GIVEN REQUEST = All of the material below is to be restated word for word, apart from the pictures.
** Start PROVIDED INFORMATION **
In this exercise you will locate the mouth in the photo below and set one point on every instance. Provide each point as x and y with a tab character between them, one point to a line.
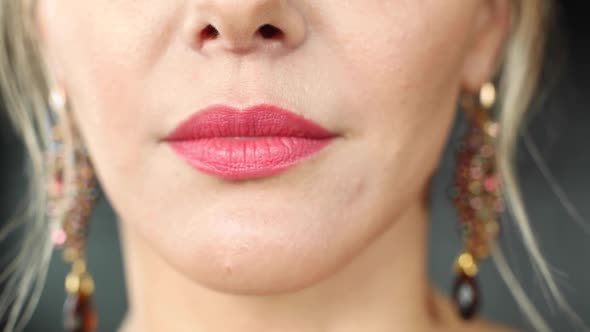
260	141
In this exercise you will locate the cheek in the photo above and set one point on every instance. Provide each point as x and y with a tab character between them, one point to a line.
402	82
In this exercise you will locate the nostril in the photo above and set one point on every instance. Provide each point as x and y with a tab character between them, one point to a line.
268	31
209	32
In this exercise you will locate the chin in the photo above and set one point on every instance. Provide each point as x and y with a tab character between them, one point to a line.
265	256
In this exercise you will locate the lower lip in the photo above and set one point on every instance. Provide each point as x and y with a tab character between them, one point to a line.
248	157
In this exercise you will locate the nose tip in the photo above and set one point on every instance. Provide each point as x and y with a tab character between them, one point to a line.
246	25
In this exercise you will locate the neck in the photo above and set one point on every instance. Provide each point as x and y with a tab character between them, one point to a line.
385	288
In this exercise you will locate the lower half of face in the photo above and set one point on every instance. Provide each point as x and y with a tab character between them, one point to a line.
383	78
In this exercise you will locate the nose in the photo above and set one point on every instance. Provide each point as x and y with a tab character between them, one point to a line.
243	26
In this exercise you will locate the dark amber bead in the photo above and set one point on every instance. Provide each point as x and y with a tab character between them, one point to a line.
79	314
466	295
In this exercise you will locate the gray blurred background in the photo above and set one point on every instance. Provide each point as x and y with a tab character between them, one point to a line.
559	126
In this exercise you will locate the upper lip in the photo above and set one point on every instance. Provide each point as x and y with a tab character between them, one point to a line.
256	121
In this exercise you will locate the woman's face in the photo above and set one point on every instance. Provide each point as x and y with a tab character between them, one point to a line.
383	75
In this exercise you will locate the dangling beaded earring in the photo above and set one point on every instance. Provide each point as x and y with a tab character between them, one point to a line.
71	199
476	196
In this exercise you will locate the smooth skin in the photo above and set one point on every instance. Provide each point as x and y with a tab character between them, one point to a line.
336	244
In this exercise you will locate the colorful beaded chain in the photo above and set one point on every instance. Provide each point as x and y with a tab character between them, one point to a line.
71	199
476	196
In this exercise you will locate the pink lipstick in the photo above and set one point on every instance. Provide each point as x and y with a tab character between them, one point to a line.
259	141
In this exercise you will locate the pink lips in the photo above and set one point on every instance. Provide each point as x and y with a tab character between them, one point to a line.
260	141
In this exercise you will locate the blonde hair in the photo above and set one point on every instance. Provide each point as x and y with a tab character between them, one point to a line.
24	91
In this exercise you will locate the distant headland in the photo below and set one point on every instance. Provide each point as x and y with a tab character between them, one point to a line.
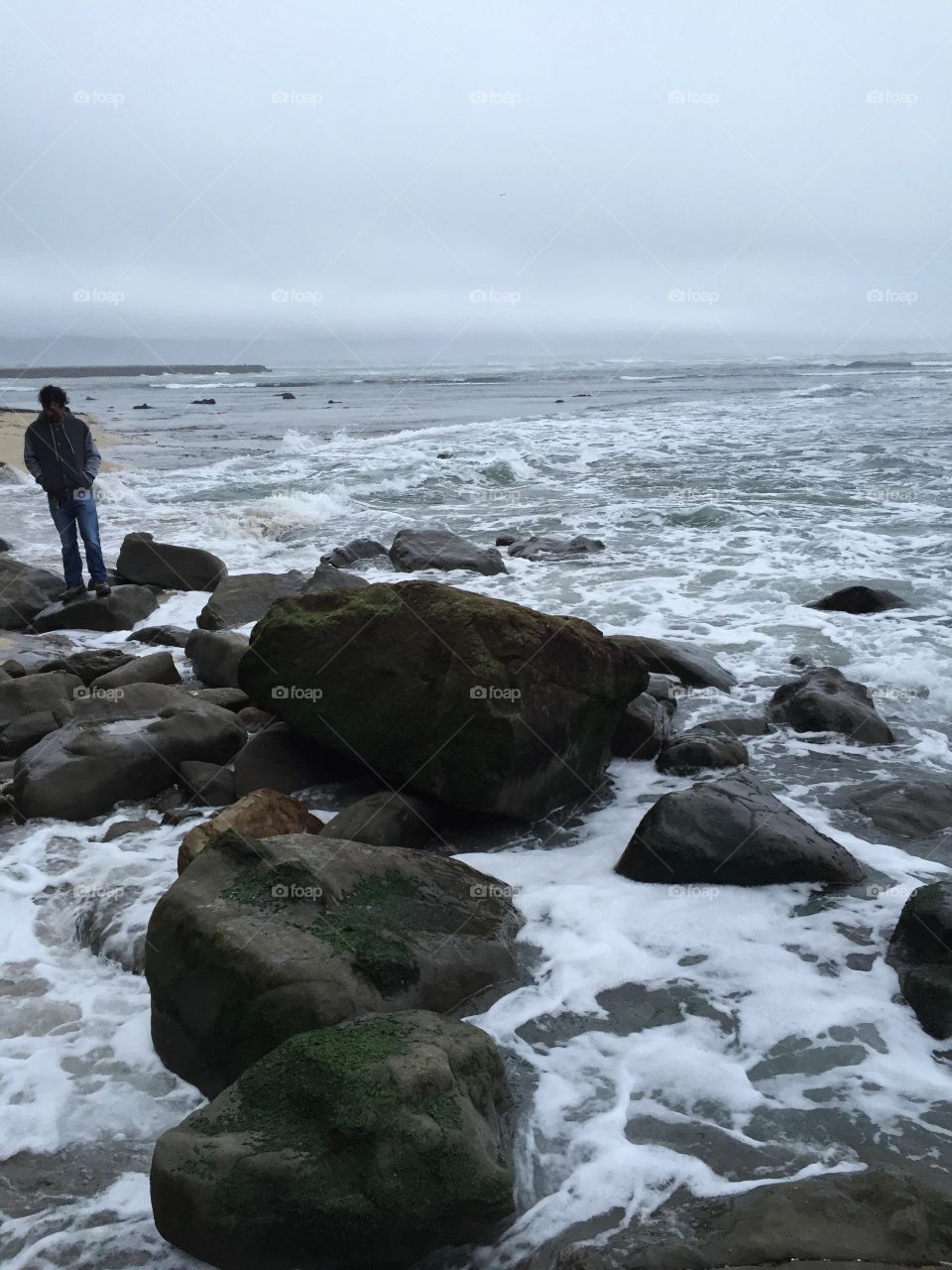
77	372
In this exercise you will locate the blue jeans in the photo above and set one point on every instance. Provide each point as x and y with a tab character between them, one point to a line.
75	513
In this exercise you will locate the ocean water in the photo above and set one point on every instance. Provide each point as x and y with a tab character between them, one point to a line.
706	1038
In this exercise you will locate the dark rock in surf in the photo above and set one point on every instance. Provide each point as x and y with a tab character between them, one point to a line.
699	749
643	728
116	612
824	699
368	1144
354	552
439	549
262	939
733	832
873	1219
171	636
24	590
534	548
391	820
245	597
920	952
860	599
168	566
477	702
910	808
216	656
278	758
692	666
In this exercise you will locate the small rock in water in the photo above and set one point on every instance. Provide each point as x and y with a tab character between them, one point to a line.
860	599
824	699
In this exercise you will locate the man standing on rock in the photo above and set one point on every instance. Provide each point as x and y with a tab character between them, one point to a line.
60	453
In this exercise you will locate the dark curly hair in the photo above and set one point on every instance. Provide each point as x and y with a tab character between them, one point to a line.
53	395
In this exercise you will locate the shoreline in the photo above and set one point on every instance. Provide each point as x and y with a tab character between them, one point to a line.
14	423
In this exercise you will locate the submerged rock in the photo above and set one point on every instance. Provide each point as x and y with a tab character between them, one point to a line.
241	598
824	699
262	939
479	702
262	815
876	1218
692	666
439	549
860	599
737	833
216	656
920	952
164	564
118	611
24	590
370	1144
701	748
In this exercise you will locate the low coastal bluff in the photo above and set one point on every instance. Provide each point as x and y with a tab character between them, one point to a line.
311	974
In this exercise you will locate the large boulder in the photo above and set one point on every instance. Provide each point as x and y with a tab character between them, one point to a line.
214	657
245	597
860	599
163	564
874	1219
24	589
825	699
390	818
643	728
262	939
479	702
920	952
114	748
735	833
699	749
31	706
692	666
263	815
907	808
118	611
366	1144
278	758
439	549
151	668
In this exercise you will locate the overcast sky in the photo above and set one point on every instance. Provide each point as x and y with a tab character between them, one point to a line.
753	172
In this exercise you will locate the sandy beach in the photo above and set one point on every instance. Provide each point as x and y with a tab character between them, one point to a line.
14	423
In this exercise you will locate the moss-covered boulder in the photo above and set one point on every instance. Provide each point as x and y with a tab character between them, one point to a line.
920	952
259	940
479	702
366	1144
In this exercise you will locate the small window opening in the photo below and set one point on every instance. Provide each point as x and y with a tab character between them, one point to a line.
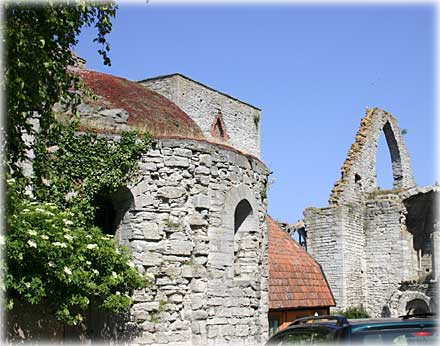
245	243
242	212
111	209
218	128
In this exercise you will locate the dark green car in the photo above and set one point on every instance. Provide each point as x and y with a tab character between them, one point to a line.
406	330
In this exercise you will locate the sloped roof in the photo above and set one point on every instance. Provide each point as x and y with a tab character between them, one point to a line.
295	278
147	109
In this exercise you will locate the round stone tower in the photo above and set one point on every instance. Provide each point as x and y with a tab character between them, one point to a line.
194	218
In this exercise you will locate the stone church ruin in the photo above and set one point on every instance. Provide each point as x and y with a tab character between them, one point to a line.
376	246
195	219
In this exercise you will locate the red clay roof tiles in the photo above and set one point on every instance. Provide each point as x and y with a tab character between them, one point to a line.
295	278
147	109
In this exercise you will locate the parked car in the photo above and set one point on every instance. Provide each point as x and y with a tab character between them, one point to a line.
333	329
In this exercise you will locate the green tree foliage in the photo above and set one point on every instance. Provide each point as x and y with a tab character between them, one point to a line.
54	253
38	43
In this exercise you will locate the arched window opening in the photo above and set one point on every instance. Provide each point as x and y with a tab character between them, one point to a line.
111	209
384	169
417	306
245	249
242	212
218	128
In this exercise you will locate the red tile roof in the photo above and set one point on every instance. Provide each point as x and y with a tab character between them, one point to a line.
295	278
147	109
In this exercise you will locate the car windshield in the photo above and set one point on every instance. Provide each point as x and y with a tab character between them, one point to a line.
304	336
413	336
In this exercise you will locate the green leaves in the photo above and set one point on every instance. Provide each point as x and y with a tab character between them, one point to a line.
54	253
39	41
52	258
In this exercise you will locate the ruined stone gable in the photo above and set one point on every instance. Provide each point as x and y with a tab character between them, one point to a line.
370	242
** End PROVIDED INFORMATION **
ANSWER TO THIS PROBLEM =
In this exercise you will locate the mouth in the photo below and set one point on every instance. Provide each point as x and y with a tab character between them, one point to a line.
260	141
In this exercise you will locate the cheek in the photo above and set one point on every instance. Provide each point as x and y with a tab character between them, one point to a line.
402	82
In this exercise you will locate the nostril in the photo above and set one point on every instance. Provide each point as x and y with a tab character between them, one point to a line.
268	31
209	32
In this exercise you will locate the chin in the photo above and set one point on every instance. Provide each point as x and y with a tab character between them, one point to a line.
265	256
In this exercise you will locate the lower lip in the photo above and set one point on every instance. Provide each point as x and y with a tab character between them, one point to a line.
248	157
In this exercise you will locate the nose tip in the photo above and set one point on every instance. Provide each point as x and y with a tab character between them, one point to a line.
246	25
In this exercise you will locate the neck in the photo above and set one point on every instance. Provide each point as x and y with a tab character between them, one point to a line.
385	288
In this exercise you will locate the lower half of face in the photo above and set one point on every instance. Provide each point as x and y with a tab character between them, one point to a line.
383	78
In this exercise you will locate the nose in the photo above and set one point on every instance. Provide each point as x and y with a tab character between them, one point to a line.
243	26
In this exercise you will locate the dark amber bead in the photo above and set one point on every instance. Provide each point as x and y with a tab character between them, one point to a line.
79	314
466	295
In this exercise you will locate the gray blurred background in the photo above and set one point on every instance. Provide each point as x and y with a tab character between them, one point to a line.
559	126
In this exercise you will locate the upper lip in the photo above and set one point on every instance. Provide each point as x and y with a tab character between them, one point to a line.
256	121
In this exercise you will locate the woman's face in the photo above and set one point on every instance. Provide each point as x and y with a tab character between them, one point to a line.
383	75
In this exercise you will locate the dangling beaded earring in the photo above and set one point on every instance. Provide each point as x and y with a tab character between them, one point to a line.
71	199
476	196
In this exercise you will locate the smooth skin in the photo above and set one point on every instance. Provide each point as x and y with a tab character between them, one point to a line.
336	244
In this exercise you will locate the colorful beaded chain in the photo above and set one point on every instance. Provide each point as x and y with a tab character between them, one point to a line.
71	199
476	196
In this exercise you will locate the pink lipstick in the photo above and set one point on every instance. Provide each point as x and y with a tab character between them, one point to a line.
259	141
In this exercise you will locate the pink lips in the photo above and set one point on every instance. Provide each point as x and y with a tab character between them, one point to a line.
260	141
In this exercise you will locate the blonde hair in the photo above and set one point on every instance. Provide each point as x and y with a tab character between them, one point to a line.
24	91
In this exercise you will locate the distant headland in the photo below and set one point on every instance. Provide each point as x and y with a tab character between them, one point to a line.
77	372
In this exercise you will locate the blue jeans in the photo above and set one point on every instance. Provide each point as x and y with a tab character between them, one point to a line.
75	513
In this exercise you will locate the ocean water in the photo above and set one point on every instance. Provide each point as x and y with a tab character between them, one point to a line.
706	1038
In this exercise you will locate the dark rock in surf in the photo above and set one point on every instance. Provide each point as x and y with a tab character between them, one point to a line.
699	749
643	728
116	612
824	699
368	1144
354	552
439	549
262	939
733	832
873	1219
171	636
24	590
534	548
391	820
245	597
920	952
860	599
168	566
477	702
910	808
216	656
278	758
692	666
In this exercise you will locate the small rock in water in the photo above and set one point on every instance. Provide each point as x and y with a tab character between them, one point to a line.
860	599
824	699
In this exercise you will locate the man standing on rock in the photo above and set one point on every instance. Provide each point as x and y with a tab character between them, one point to a line.
60	453
In this exercise you will locate the dark curly hair in the photo above and set one point on every instance. Provide each point as x and y with a tab character between them, one point to a line.
53	395
In this exercise you will locate the shoreline in the photo above and set one point on every instance. Provide each point as x and y with a tab character between them, one point to a line.
14	423
In this exercise you will locate the submerged rock in the photo above and set one point on every instance. Provide each point as x and y with a tab character between them, one point to a line.
241	598
824	699
262	939
479	702
262	815
876	1218
692	666
439	549
860	599
737	833
216	656
920	952
164	564
118	611
24	590
370	1144
701	748
In this exercise you will locate the low coastal bluff in the photo above and set one point on every instance. Provide each point as x and y with a tab character between them, one point to a line.
311	974
In this exercise you will locate the large boulder in the photo above and set one point on every instance. Provide each point as x and y with a tab character between them, one point to a line.
214	657
245	597
860	599
163	564
874	1219
24	589
825	699
390	818
643	728
262	939
479	702
920	952
114	748
735	833
699	749
31	706
692	666
263	815
907	808
118	611
366	1144
278	758
439	549
151	668
In this exercise you will locate the overcast sky in the photo above and set one point on every instance. Provide each point as x and y with a tab character between them, one point to a line.
753	172
In this exercise you will locate the sandy beach in the photo above and set one point on every instance. Provide each point as x and y with a tab character between them, one point to a line.
14	423
In this exercise you will locate the moss-covered boulder in the photo above and set one point on every instance. Provide each point as x and y with a tab character between them, one point to a line.
920	952
259	940
479	702
366	1144
In this exercise you will locate the small window opening in the photo below and set one point on every instance. Provide each point as x and y with a tab character between them, one point to a line.
245	243
242	212
111	209
218	128
In this exercise you will locate the dark green car in the photo above and set one point on every instance. Provide each point as x and y with a tab character between them, one point to a line.
406	330
In this exercise you will locate the sloped roof in the photo above and set one point on every instance. Provide each point as x and y with a tab character between them, one point to a line.
295	278
147	109
In this exercise you will locate the round stone tower in the photo above and set one point on every instance. Provide each point as x and y with a tab character between them, one point to a line.
194	218
In this exercise you will locate the stone church ruin in the photo above and set one point on every instance. Provide each point as x and y with a tab character between them, one point to a line.
376	246
195	219
In this exercise you will locate the red clay roof tiles in the photo above and set one point on every instance. Provide each point as x and y with a tab character between them, one point to a line.
295	278
147	109
In this exercise you will locate the parked car in the photo above and set one point on every instance. Provide each point as x and y with a tab character between them, one point to a line.
333	329
In this exercise you will locate the green tree foliage in the photo above and set one point on every instance. Provide each point as x and y with a tab character between them, one point to a line.
54	253
38	43
In this exercise you will locate the arched window opening in the photo above and set one point on every instance. Provide each point as x and y with a tab character between them, one point to a line.
111	209
384	169
417	306
245	249
242	212
218	128
In this exercise you will locate the red tile roof in the photo above and set one point on every instance. Provide each point as x and y with a tab character between them, one point to a line.
295	278
147	109
In this exercise you will locate the car windshield in the photo above and set one point on every instance. Provide each point as x and y with a tab character between them, one point to a line.
304	336
413	336
In this exercise you will locate the green leaves in the photo above and set one point on every instance. Provide each point as x and y with a tab character between them, one point to a line.
54	253
39	41
52	258
In this exercise you will locate the ruined stone gable in the photo above and set one point on every instance. Provide each point as x and y with a tab character between them, one point to a line.
370	242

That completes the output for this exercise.